Work instructions:
Repeat the records word for word, excluding any picture.
Start of Data for this task
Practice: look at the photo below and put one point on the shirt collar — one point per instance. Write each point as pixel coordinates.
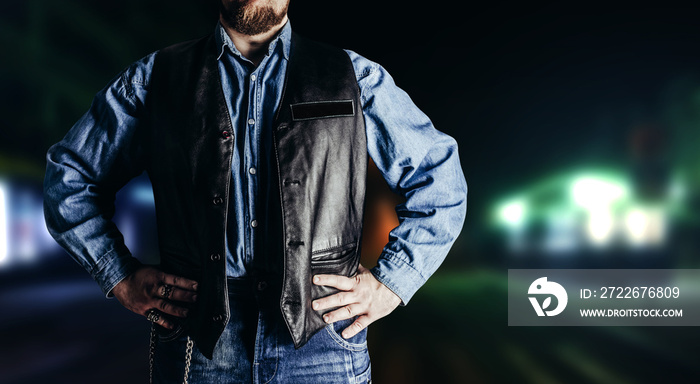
(224, 41)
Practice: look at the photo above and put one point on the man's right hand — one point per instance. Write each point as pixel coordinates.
(147, 289)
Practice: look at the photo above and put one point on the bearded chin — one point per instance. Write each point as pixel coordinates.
(249, 19)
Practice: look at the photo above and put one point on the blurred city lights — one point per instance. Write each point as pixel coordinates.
(593, 209)
(513, 212)
(597, 193)
(3, 227)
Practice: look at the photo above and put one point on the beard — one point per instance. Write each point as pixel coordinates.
(250, 19)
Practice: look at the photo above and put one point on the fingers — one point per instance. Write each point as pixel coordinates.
(157, 317)
(358, 325)
(341, 282)
(178, 281)
(172, 293)
(346, 312)
(336, 300)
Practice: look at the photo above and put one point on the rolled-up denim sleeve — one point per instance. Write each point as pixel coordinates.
(99, 154)
(419, 163)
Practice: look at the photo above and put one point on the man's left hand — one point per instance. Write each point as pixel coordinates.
(361, 295)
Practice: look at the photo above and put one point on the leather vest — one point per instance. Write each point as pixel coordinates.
(320, 157)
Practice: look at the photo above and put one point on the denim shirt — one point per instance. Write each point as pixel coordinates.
(417, 161)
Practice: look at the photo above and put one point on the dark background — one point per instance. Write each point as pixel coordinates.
(533, 93)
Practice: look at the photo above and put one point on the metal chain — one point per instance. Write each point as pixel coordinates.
(188, 359)
(151, 353)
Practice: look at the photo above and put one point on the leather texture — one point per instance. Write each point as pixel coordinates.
(320, 154)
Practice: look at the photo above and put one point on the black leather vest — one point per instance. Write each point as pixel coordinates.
(320, 153)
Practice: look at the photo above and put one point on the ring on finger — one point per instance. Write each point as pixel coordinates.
(153, 316)
(166, 290)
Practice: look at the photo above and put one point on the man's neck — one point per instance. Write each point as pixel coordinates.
(253, 47)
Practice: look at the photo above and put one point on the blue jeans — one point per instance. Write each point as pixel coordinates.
(256, 347)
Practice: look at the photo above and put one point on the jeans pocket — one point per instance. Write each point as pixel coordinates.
(356, 343)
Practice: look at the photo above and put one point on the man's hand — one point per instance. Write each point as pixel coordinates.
(149, 288)
(362, 296)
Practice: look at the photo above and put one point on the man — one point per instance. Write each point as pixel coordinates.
(256, 142)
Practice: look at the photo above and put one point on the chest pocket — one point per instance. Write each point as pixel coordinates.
(322, 109)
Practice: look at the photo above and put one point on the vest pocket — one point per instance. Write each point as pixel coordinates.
(334, 256)
(322, 109)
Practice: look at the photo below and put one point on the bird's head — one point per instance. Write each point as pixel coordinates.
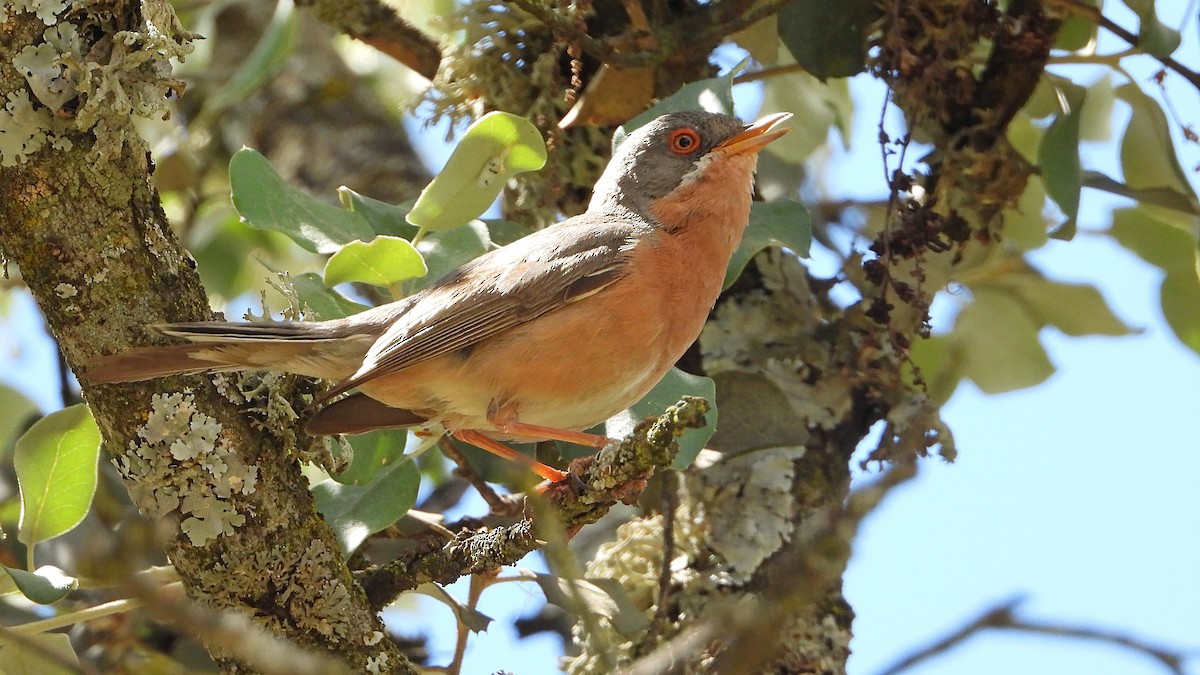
(677, 149)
End of Data for this task
Answer to this exercise:
Practice: look at the photo below and put one point on the shirt collar — one point per instance. Write each point as pixel coordinates.
(224, 41)
Practice: look at the photo above and put one point on the man's right hand — one point per instance. Write each point as pixel coordinates.
(147, 289)
Practice: look at the photo above and put one point on the bearded chin — one point per instance. Write each point as pixel coordinates.
(249, 19)
Practice: look at the photo above and put one point on the blurred city lights — one point per instance. Write each point as pixel coordinates.
(593, 209)
(513, 212)
(597, 193)
(3, 227)
Practice: look at the photo above and put one point on the beard — one point per instance. Write each point as pixel coordinates.
(250, 19)
Practice: look at the photo above and put one point on the fingers — one point per instance. Write each point as pixel coordinates.
(157, 317)
(358, 325)
(341, 282)
(178, 281)
(172, 293)
(346, 312)
(336, 300)
Practice: look at the photo above and put one point on the rolled-up denim sleeve — one point per instance. Write each point as pixel coordinates.
(99, 154)
(419, 163)
Practice: look at the photo above and put one point on the man's left hand — one point per instance. Write each point as pixel coordinates.
(361, 295)
Practice: look at the photo above and put one point on the leather vest — one point per instance. Write each point as pixel coordinates.
(320, 157)
Practice: look at the photo above and put one point on the denim shirt — one point per instance. Write each point as pixel coordinates.
(417, 161)
Practice: look at the photo above and put one point on the dark background — one point per instance. Write each point as pixel coordinates.
(533, 93)
Practice: look at the photo above and put one point on the metal chain — one point per instance. Write each point as pixel coordinates.
(188, 359)
(151, 353)
Practice: look at the photo above and put one point on the leather texture — one point per instance. Write each point as pixel coordinates.
(320, 154)
Practice: look at the photo above and put one point on the black leather vest — one point per instance. Write each point as pixel coordinates.
(320, 153)
Practice: look at the photo above and put one point on the ring on finger — one point per instance. Write each point as pixel coordinates.
(153, 316)
(166, 290)
Practice: look at the photo above and put one point on the man's neck — one point per instance. Write each point as pixel coordinates.
(253, 47)
Practice: look at the photo above and put one point on the blue jeans — one point per instance. Write each point as pixel coordinates.
(256, 347)
Practice: look at the photo above and put one point on the jeans pocket — one point per instance. Write each point as pixel coordinates.
(356, 343)
Practice: look at the photo above and put one point on the man's hand — one point per instance. Write each point as pixel coordinates.
(149, 288)
(362, 296)
Practice: look at the photo above and put one point on the man — one point per instance. Write each point as pixel coordinates.
(256, 142)
Practice: look at the photo above and put one point on the chest pocket — one point per instance. Write each point as pixel coordinates.
(322, 109)
Practice: look at the photo above and put one point on the vest pocket — one point per instance. Write each point as pixel coordinates.
(334, 256)
(322, 109)
Practice: look at the photo below and put one point on the bird's head — one point per instance. Write each point as pixel coordinates.
(677, 149)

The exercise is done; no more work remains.